── Data lines ──

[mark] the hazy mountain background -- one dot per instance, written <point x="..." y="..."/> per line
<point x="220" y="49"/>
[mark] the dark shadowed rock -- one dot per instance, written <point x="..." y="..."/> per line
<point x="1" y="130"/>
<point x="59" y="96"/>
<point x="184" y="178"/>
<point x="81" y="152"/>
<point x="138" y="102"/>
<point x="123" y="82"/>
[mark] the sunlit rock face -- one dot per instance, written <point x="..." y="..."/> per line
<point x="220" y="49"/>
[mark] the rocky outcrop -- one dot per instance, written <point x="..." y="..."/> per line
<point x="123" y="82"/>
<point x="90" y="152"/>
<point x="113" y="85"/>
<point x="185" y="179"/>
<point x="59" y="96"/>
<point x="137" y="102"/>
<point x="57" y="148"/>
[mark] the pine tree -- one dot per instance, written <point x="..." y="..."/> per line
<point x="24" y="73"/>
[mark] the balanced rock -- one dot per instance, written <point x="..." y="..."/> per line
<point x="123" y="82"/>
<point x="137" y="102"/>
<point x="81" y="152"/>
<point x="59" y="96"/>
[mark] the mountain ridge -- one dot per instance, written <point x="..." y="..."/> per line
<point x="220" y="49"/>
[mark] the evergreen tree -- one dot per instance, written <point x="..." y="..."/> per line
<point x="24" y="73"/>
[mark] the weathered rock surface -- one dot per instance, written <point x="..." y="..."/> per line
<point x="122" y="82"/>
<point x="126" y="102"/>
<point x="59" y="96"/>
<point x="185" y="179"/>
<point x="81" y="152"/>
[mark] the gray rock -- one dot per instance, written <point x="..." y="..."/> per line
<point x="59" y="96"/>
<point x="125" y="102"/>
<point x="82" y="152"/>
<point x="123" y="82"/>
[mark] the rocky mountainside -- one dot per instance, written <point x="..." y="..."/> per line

───

What is expected :: Rewrite the rows above, changing "one dot per instance" to "a single point for each instance" wherever it appears and leaving everything else unchanged.

Solved problem ::
[mark] the hazy mountain background -- a single point for each instance, written <point x="..." y="..."/> per line
<point x="220" y="49"/>
[mark] the dark shadowed rock -- a single point for each instance, written <point x="..." y="..."/> per line
<point x="1" y="130"/>
<point x="59" y="96"/>
<point x="184" y="178"/>
<point x="81" y="152"/>
<point x="138" y="102"/>
<point x="123" y="82"/>
[mark] the sunlit rock face -- a single point for each instance, written <point x="..." y="..."/> per line
<point x="220" y="49"/>
[mark] the rocky outcrop -- a single point for each instance, written <point x="..." y="..."/> per line
<point x="123" y="82"/>
<point x="90" y="152"/>
<point x="113" y="85"/>
<point x="185" y="179"/>
<point x="59" y="96"/>
<point x="137" y="102"/>
<point x="57" y="148"/>
[mark] the pine tree -- a single point for each instance, written <point x="..." y="..."/> per line
<point x="24" y="73"/>
[mark] the balanced rock -- a single point for each instance, written <point x="..." y="..."/> per line
<point x="123" y="82"/>
<point x="137" y="102"/>
<point x="81" y="152"/>
<point x="59" y="96"/>
[mark] the mountain ridge -- a single point for each instance, written <point x="..." y="..."/> per line
<point x="220" y="49"/>
[mark] the evergreen tree -- a single point for each instance, written <point x="..." y="..."/> per line
<point x="24" y="73"/>
[mark] the weathered rock surface -- a single point for each instance, written <point x="..." y="..."/> per line
<point x="122" y="82"/>
<point x="126" y="102"/>
<point x="59" y="96"/>
<point x="185" y="179"/>
<point x="81" y="152"/>
[mark] the gray rock -- a single point for each instance, written <point x="..." y="..."/> per line
<point x="59" y="96"/>
<point x="125" y="102"/>
<point x="82" y="152"/>
<point x="123" y="82"/>
[mark] the rocky mountainside -- a single point for each instance, written <point x="..." y="..."/> per line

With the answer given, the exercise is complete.